Written request
Print verbatim the lines of the entries below, starting at the line containing "task: give the mask of every instance of the bare" and running through the final line of the entries.

** start **

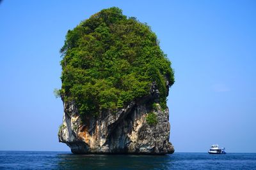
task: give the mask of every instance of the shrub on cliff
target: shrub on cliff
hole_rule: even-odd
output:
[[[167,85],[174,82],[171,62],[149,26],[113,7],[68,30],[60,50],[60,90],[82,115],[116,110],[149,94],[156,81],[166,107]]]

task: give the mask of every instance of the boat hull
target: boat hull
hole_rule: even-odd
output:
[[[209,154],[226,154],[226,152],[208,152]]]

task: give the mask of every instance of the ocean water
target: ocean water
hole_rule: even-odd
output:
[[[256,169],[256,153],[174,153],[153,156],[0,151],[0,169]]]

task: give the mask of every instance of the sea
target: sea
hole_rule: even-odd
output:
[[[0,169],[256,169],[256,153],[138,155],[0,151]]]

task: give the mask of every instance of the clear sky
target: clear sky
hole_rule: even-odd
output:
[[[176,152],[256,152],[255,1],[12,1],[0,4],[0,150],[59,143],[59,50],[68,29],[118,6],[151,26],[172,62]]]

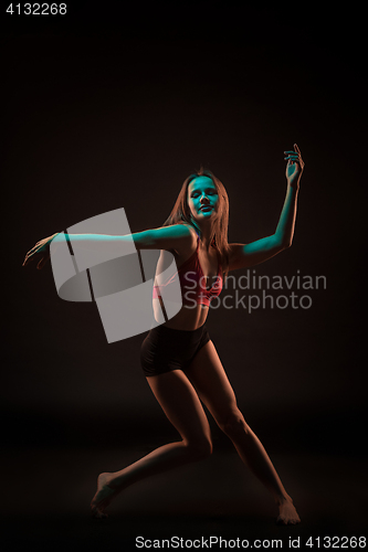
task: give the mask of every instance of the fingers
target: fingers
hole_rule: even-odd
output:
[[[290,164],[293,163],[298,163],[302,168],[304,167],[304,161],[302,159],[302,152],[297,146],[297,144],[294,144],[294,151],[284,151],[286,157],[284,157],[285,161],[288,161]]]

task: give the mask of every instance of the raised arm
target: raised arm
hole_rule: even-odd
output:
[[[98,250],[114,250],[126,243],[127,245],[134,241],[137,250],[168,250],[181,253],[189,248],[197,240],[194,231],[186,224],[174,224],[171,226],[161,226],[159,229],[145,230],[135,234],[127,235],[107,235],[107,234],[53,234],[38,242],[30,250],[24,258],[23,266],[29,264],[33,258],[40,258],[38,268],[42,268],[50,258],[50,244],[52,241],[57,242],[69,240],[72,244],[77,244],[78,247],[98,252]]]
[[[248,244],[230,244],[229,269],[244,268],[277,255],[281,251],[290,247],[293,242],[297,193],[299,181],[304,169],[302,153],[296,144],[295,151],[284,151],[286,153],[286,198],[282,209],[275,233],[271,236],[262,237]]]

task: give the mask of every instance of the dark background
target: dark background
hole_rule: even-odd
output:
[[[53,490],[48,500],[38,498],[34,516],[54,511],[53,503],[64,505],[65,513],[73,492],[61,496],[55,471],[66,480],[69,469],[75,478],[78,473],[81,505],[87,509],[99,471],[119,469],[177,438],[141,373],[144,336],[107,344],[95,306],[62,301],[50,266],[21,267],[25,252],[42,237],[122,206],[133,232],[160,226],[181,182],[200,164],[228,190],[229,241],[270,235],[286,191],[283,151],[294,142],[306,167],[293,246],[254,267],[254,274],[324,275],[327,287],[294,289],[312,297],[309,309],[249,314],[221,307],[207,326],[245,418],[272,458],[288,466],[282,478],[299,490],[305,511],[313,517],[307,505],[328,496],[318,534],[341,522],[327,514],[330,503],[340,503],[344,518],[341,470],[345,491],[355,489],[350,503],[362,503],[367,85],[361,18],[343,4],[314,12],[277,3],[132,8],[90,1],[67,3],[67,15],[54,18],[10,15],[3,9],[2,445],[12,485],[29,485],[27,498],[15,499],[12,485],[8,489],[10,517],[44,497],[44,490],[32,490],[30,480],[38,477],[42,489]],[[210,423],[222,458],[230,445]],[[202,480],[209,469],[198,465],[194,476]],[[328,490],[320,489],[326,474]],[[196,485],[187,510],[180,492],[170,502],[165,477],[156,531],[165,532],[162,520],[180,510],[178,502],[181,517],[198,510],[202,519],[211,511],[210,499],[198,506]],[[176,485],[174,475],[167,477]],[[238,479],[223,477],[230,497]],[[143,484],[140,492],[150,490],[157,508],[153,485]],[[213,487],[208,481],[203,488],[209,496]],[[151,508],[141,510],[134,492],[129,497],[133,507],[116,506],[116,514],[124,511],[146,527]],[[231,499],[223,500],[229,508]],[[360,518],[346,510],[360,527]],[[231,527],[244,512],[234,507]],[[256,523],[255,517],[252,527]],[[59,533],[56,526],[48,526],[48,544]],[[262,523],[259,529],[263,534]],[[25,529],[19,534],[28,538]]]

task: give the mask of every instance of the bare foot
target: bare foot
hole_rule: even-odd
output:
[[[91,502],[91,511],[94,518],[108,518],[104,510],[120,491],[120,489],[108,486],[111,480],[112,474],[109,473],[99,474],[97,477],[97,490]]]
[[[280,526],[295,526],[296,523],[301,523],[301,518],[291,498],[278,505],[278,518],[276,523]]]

** end **

Task solution
task: give the mask of every instance of the bare foot
target: bare foot
hole_rule: even-odd
output:
[[[91,502],[91,511],[94,518],[108,518],[104,510],[120,491],[120,489],[108,486],[111,480],[112,474],[109,473],[99,474],[97,477],[97,490]]]
[[[280,526],[295,526],[296,523],[301,523],[301,518],[291,498],[278,505],[278,518],[276,523]]]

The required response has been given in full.